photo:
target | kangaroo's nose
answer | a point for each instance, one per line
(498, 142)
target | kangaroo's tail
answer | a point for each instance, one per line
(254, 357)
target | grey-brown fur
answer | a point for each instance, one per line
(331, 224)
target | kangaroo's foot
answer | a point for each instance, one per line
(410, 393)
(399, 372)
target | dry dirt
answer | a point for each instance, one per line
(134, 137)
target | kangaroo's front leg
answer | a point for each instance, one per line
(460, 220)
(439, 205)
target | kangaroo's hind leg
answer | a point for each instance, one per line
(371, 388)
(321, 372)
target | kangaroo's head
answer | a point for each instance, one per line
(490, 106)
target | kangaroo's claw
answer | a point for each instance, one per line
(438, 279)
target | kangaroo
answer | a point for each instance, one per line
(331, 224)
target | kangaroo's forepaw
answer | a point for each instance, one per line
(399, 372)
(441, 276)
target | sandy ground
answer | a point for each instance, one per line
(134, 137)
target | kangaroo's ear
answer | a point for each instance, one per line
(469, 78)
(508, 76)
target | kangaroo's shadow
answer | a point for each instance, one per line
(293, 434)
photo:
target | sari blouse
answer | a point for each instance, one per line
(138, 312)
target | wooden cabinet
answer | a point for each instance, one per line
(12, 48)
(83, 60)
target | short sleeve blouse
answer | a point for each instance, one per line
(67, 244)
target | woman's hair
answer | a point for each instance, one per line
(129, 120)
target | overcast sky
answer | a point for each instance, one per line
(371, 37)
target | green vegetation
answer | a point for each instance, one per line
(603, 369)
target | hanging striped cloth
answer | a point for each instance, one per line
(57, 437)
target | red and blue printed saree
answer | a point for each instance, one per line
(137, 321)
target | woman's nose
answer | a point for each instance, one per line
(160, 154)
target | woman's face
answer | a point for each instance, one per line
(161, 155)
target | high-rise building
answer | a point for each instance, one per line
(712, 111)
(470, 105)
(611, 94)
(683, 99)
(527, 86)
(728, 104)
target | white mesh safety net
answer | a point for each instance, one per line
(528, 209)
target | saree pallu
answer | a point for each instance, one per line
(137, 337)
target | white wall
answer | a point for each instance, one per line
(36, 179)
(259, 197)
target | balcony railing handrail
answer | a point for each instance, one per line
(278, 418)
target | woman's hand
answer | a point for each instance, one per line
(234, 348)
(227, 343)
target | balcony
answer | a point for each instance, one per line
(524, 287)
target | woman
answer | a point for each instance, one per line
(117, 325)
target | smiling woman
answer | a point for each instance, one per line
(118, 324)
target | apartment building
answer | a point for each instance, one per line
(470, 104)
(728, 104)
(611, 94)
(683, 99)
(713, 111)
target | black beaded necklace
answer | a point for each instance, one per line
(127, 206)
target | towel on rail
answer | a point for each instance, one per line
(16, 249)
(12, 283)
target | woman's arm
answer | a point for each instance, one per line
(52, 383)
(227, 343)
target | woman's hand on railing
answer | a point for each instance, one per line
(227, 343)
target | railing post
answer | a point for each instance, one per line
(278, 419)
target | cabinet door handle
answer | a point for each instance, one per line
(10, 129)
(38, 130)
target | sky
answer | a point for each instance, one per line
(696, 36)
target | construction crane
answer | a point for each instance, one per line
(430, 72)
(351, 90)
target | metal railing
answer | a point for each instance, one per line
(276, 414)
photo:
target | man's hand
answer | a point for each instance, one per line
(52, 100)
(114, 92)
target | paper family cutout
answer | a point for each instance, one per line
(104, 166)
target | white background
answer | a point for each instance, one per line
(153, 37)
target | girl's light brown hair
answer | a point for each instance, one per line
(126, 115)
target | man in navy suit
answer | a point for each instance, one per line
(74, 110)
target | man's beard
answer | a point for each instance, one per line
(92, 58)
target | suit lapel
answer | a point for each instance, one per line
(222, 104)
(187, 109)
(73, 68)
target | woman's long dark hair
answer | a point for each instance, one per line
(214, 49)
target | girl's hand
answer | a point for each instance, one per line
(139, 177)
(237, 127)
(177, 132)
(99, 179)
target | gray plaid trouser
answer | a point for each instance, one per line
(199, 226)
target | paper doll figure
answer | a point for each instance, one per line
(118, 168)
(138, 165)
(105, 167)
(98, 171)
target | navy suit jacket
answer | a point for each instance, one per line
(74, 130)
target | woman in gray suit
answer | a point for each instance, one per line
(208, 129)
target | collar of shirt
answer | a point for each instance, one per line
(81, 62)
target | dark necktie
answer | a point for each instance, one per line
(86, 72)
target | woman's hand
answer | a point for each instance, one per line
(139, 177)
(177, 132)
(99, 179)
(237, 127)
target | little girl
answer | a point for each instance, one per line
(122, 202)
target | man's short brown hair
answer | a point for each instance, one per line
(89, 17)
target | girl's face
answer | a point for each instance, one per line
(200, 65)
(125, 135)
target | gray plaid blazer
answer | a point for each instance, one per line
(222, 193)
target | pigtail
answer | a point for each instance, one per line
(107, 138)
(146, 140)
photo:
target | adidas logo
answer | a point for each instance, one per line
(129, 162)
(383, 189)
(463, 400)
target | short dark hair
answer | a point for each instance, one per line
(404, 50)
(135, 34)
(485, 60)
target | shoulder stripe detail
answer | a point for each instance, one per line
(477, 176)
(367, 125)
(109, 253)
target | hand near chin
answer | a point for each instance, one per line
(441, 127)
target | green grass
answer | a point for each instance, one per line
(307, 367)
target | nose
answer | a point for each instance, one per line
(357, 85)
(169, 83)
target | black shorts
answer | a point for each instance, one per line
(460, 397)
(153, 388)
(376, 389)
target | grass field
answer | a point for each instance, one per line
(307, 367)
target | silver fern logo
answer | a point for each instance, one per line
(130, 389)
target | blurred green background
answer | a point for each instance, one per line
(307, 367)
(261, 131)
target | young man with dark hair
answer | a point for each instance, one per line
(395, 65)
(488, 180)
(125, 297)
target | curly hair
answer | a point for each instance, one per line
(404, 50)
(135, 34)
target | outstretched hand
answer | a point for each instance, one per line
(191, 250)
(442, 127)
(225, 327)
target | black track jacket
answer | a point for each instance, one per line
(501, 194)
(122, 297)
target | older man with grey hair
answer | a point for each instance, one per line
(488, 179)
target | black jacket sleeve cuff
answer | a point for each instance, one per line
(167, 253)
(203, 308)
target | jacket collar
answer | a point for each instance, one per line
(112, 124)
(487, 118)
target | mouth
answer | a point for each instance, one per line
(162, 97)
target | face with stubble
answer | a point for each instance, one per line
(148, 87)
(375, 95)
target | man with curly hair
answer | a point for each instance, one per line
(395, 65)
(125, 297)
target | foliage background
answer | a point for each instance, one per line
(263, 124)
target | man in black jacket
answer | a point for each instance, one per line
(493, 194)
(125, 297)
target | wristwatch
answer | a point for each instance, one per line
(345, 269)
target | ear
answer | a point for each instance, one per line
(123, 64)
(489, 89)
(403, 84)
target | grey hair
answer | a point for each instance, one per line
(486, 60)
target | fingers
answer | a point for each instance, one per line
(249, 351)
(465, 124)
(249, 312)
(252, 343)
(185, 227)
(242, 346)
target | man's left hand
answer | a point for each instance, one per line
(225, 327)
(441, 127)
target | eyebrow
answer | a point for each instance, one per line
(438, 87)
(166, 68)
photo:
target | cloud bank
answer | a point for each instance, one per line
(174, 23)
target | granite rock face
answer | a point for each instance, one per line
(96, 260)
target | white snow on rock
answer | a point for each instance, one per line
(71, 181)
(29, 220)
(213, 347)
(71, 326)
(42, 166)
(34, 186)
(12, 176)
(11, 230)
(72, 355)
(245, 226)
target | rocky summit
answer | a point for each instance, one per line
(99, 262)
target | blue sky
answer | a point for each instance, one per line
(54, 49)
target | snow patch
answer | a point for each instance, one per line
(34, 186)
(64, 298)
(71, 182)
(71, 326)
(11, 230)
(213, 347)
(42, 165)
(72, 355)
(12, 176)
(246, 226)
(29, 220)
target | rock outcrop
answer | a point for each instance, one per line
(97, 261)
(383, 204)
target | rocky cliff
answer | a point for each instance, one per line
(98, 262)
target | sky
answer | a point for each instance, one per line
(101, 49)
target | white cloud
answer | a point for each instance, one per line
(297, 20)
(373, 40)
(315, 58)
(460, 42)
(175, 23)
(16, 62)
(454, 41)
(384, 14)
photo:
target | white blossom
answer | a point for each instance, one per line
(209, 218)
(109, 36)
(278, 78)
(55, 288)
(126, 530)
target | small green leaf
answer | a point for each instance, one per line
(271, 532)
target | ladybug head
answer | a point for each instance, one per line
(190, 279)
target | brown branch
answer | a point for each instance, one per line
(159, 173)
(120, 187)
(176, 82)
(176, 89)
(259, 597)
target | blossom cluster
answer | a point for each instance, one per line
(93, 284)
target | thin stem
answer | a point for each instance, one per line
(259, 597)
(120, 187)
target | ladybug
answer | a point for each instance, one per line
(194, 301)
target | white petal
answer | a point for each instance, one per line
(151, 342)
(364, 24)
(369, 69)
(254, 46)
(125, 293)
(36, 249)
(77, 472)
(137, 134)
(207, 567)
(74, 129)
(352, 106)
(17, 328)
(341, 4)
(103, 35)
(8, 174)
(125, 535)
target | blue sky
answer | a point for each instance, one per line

****

=== WHAT IS REQUIRED ===
Give again only the lines of the material above that run from the one with "target | white cloud" through the end, both included, exactly as they appear.

=== FINAL RESULT ===
target | white cloud
answer | a point for each instance, one per line
(297, 20)
(373, 40)
(315, 58)
(460, 42)
(175, 23)
(16, 62)
(454, 41)
(384, 14)
photo:
target | white blossom
answer | a point for each instance, one per line
(209, 218)
(109, 36)
(278, 78)
(55, 288)
(126, 530)
target | small green leaf
answer | a point for each instance, one per line
(271, 532)
target | ladybug head
answer | a point for each instance, one per line
(190, 279)
target | brown branch
answer | a point for each instance, one per line
(159, 173)
(120, 187)
(176, 82)
(176, 89)
(259, 597)
target | blossom cluster
answer | a point for each instance, one per line
(93, 284)
target | thin stem
answer | a point for each instance, one per line
(259, 597)
(120, 187)
target | ladybug
answer | a point for each instance, one per line
(194, 301)
target | white petal
answer | a point for each instance, one per line
(151, 342)
(364, 24)
(369, 69)
(254, 46)
(125, 293)
(36, 249)
(77, 472)
(137, 134)
(207, 567)
(74, 129)
(352, 106)
(17, 328)
(341, 4)
(103, 35)
(8, 174)
(125, 535)
target | blue sky
answer | a point for each instance, one per line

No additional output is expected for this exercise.